> _Passage_:
UNITED STATES DISTRICT COURT EASTERN DISTRICT OF NEW YORK
Apr 12, 2013
03 CR 492 (RJD) (E.D.N.Y. Apr. 12, 2013)

Opinion

03 CR 492 (RJD) 13 CV 598 (RJD)

04-12-2013

UNITED STATES OF AMERICA, v. JOY POPE, Defendant.


MEMORANDUM & ORDER

DEARIE, District Judge.

Alleging that she was denied her Sixth Amendment right to the effective assistance of counsel in connection with her plea of guilty, on July 30, 2003, to a single count of mail fraud in violation of 18 U.S.C. §1341, defendant Joy Pope moves for a writ of error coram nobis vacating the judgment of conviction entered January 22, 2004. Pope was sentenced to five years' probation and restitution in the amount of $67,608, all of which she has paid.

On the basis of this conviction, immigration officials detained Pope in August 2012 and, following removal proceedings, ordered her deportation. See Order of Removal dated October 19, 2012 (ECF # 11 in 13 CV 598). The Court understands that the order became final on or about February 12, 2013, that Pope is currently in the custody of Immigration and Customs Enforcement in Minnesota and that her removal is imminent.

Pope's principal claim in her coram nobis application is that the attorney who advised her at the relevant time affirmatively misrepresented the deportation consequences of her guilty plea. Following a conference on April 4, 2013 during which the Court inquired of Pope's former attorney, the government—in a highly commendable gesture—agreed that a constitutional violation occurred at the time of Pope's plea and relinquished its former objections to Pope's application. See Gov't Letter dated April 9, 2013 (ECF # 16 in 13 CV 598). Accordingly, and with only brief discussion in light of the government's concessions and the parties' assumed familiarity with the facts, the Court grants Pope's application and vacates her 2004 mail fraud conviction,

I. The Ineffective Assistance of Pope's Former Counsel

To show that the performance of counsel deprived her of her Sixth Amendment right, Pope must demonstrate that "counsel's representation fell below an objective standard of reasonableness," Strickland v. Washington, 466 U.S. 668, 688 (1984), and that "there is a reasonable probability that, but for counsel's unprofessional errors, the result of the proceeding would have been different." Id. at 694. The Strickland two-part test governs allegations of ineffective assistance at the plea stage. Hill v. Lockhart, 474 U.S. 52, 58 (1985). To show prejudice, "the defendant must show that there is a reasonable probability that, but for counsel's errors, he would not have pleaded guilty and would have insisted on going to trial." Hill, 474 U.S. at 59. In United States v. Couto, 311 F.3d 179 (2d Cir. 2002), the Second Circuit held that "an affirmative misrepresentation by counsel as to the deportation consequences of a guilty plea is . . . objectively unreasonable" and "meets the first prong of the Strickland test." 311 F.3d at 188. The government agrees that Couto remains good law in the Second Circuit after Padilla v. Kentucky, 559 U.S. 356(2010), and Chaidez v. United States, ____ U.S. ____, 133 S. Ct. 1103 (2013). See Gov't Letter at 2-3.

> _Material provided_:
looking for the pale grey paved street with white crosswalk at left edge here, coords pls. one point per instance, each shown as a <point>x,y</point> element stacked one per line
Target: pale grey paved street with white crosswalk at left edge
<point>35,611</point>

> _What you need to do_:
1. According to the court memorandum, what sentence did Joy Pope receive for her mail fraud conviction?
2. Carry the court memorandum forward from its final sentence.
The material comes from a different source than the court memorandum.

> _Task-by-task answers_:
1. Five years' probation and restitution of $67,608, all of which she has paid.

2.
On the basis of Pope's affidavit dated January 12, 2012, the statements Pope's former attorney made to the Court at the April 4, 2013 conference, the order of removal issued against Pope, and the government's recent concessions, the Court finds that Pope's former attorney, although acting with the best of intentions, affirmatively misrepresented to Pope the deportation consequences of her guilty plea. Apparently unaware of the applicable provisions of the Immigration and Nationality Act, Pope's former attorney incorrectly advised his client then, and still mistakenly believes today, that Pope would not be subject to deportation so long as she made full restitution. Pope attests that she "would never have agreed" to the plea agreement if she had known that her deportation would result, Pope Affidavit at 4, and the government recognizes that it has "no evidence with which to refute" Pope's claim, nor does it affirmatively argue that her position is unreasonable. The Court notes that at the time Pope pled guilty, she had been living in the United States for fifteen years and had given birth to four United States citizens. Taking account of the record as whole, therefore, the Court agrees that, had Pope not been misled by her attorney, there is a reasonable probability that she would not have agreed to the government's plea offer. The Court therefore concludes that Pope's mail fraud conviction was obtained in violation of her Sixth Amendment right to the effective assistance of counsel and cannot stand.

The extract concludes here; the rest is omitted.